# Data rows start
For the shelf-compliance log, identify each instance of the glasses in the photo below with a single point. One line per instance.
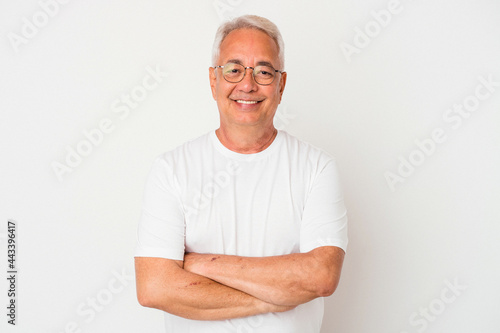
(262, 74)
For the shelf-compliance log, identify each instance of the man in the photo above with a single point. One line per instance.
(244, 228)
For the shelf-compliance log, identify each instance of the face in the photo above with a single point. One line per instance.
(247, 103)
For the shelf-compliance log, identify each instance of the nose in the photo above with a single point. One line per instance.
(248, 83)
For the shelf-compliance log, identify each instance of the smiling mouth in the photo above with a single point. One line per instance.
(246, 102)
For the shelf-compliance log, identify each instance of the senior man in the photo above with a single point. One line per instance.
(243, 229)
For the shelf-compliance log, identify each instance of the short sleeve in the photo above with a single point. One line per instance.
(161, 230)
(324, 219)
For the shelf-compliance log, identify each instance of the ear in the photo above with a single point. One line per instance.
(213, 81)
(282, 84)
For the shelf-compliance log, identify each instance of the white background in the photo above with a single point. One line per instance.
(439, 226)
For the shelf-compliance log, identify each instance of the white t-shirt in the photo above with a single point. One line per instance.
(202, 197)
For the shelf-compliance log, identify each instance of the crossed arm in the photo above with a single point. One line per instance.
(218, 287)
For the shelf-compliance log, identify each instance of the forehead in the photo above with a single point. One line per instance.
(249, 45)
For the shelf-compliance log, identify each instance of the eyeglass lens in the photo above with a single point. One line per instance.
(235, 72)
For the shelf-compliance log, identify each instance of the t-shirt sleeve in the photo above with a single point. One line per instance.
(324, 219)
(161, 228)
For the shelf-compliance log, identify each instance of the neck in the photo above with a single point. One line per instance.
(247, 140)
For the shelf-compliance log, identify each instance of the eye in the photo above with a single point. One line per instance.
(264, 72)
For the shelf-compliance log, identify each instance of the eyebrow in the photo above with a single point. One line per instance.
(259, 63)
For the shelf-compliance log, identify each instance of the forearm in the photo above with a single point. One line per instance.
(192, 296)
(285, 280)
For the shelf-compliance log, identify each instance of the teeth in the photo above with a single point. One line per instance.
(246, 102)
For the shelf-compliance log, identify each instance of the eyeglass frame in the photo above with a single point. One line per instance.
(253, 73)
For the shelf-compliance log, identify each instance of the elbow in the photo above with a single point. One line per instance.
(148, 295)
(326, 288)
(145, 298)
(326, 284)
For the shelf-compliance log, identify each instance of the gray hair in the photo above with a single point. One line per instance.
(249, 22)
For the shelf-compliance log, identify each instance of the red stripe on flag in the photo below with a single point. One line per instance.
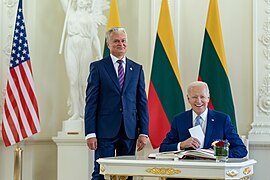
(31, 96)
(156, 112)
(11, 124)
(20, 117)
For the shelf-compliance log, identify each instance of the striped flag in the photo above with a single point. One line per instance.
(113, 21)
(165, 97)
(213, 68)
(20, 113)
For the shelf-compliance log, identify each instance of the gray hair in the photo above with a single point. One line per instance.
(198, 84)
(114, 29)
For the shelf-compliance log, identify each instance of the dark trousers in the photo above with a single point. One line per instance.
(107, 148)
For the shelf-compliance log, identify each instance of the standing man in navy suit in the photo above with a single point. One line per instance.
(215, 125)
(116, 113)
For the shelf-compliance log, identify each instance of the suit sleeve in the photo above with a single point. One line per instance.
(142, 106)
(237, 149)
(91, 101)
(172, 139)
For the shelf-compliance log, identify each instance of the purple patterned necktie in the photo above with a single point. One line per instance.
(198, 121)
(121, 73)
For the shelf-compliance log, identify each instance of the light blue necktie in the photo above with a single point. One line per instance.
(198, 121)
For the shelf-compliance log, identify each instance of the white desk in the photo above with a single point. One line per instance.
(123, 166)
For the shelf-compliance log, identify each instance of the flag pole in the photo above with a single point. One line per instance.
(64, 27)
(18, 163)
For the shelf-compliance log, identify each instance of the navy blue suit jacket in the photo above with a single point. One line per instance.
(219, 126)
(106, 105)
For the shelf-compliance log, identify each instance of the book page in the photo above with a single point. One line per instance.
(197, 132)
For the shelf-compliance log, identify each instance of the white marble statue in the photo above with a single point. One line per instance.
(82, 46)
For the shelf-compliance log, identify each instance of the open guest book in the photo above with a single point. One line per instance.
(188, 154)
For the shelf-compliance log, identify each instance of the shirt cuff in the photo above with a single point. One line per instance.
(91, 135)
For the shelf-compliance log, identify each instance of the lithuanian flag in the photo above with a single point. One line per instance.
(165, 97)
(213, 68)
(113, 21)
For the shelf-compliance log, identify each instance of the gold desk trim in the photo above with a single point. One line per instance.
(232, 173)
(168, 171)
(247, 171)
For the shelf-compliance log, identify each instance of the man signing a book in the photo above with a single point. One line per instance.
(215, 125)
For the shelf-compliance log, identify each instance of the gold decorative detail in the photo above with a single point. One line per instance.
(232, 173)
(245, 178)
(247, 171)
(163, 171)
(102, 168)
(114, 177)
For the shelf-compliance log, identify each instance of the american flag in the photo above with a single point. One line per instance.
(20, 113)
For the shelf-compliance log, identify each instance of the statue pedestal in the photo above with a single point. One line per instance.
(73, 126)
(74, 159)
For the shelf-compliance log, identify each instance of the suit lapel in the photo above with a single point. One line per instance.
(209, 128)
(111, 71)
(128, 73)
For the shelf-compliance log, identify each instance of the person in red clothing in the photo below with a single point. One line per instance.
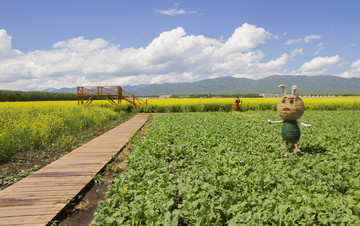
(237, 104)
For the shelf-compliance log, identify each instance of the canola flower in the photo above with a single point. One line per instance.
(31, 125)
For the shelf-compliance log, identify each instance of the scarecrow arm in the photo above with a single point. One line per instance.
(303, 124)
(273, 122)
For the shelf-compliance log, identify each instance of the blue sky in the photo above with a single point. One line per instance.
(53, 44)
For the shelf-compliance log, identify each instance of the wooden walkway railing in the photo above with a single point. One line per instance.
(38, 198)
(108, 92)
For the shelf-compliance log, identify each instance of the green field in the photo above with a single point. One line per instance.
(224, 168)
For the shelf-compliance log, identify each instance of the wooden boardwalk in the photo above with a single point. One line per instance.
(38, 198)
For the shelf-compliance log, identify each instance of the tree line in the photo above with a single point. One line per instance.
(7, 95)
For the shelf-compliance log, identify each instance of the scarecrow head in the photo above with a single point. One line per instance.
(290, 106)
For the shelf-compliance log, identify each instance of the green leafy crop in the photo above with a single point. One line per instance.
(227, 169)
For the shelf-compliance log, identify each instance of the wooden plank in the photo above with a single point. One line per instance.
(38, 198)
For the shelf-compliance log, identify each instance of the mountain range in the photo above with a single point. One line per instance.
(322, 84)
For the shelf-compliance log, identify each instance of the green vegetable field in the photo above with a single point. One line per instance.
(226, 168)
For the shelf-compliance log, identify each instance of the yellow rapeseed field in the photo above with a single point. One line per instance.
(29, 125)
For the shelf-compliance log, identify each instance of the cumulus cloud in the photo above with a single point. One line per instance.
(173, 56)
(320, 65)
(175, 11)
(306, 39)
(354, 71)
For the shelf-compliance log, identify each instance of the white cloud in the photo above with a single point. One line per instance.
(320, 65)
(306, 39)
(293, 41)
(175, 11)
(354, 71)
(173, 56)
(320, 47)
# Data rows end
# Data rows start
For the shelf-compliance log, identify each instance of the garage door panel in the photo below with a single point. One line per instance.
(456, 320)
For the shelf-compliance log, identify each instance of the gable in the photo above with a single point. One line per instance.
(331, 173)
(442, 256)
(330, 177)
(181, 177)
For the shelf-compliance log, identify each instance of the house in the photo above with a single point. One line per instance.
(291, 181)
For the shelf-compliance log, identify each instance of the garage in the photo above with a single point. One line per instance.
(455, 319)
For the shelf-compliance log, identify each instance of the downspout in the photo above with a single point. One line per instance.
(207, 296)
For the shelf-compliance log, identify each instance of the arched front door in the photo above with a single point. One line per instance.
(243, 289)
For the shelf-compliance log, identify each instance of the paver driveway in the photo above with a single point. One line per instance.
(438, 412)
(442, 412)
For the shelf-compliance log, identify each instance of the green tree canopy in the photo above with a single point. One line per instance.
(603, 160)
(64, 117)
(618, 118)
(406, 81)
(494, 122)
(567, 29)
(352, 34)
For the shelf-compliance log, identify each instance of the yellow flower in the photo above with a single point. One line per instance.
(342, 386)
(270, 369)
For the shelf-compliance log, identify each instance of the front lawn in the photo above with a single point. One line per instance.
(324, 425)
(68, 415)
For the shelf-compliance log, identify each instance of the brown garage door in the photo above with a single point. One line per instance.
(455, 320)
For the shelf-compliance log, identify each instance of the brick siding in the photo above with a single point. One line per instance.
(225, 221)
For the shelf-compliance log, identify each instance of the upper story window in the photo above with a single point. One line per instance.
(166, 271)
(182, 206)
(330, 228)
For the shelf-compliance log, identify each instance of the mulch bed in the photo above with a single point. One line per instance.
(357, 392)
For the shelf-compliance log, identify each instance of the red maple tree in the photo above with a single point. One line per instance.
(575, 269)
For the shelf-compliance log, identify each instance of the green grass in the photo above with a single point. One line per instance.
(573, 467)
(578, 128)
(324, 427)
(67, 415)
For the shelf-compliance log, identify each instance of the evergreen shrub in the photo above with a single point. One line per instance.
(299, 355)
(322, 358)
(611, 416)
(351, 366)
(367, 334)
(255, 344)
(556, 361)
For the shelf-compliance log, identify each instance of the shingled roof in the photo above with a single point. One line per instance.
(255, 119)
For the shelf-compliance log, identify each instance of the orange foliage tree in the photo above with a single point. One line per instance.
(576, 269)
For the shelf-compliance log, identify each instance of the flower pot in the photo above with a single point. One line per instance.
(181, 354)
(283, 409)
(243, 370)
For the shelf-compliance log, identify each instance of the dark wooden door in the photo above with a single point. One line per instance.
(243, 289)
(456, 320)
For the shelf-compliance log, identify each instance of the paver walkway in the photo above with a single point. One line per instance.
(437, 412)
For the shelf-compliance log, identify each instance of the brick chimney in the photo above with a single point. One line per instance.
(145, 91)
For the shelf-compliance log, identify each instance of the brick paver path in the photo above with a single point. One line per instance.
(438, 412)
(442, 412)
# Data rows end
Return every line of the listing that contains the string "navy". Case counts.

Exercise response:
For the shelf-compliance log, identify each instance of the standing man in navy suit in the photo above with a single point. One line per instance.
For the shelf-compliance log, identify each instance of the navy blue suit jacket in the photo above with a single point. One line per instance.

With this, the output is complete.